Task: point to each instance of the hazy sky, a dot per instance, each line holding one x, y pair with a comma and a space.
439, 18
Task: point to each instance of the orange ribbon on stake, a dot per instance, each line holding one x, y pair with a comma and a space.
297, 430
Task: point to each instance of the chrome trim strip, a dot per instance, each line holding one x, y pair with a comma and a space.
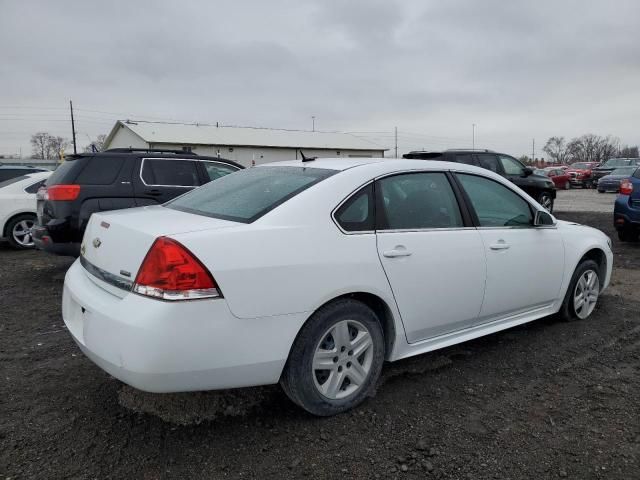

════════════════════

COSA FARÀ. Riformuli come elenco numerato tutte le righe dei record riportati sopra, tralasciando le righe vuote. Ometta le immagini nella risposta.

ESITO DELL'ESERCIZIO.
1. Task: point to each instance of the hazy sky, a dot per instance, each line holding one x, y pair with a comma and a space.
2. 439, 18
3. Task: point to each instance of the orange ribbon on stake, a dot per instance, each line holding one x, y pair with a comma and a space.
4. 297, 430
5. Task: point to each instance of the chrome trim strip, a dot per instance, each line holding one x, y pair with a comma and a space.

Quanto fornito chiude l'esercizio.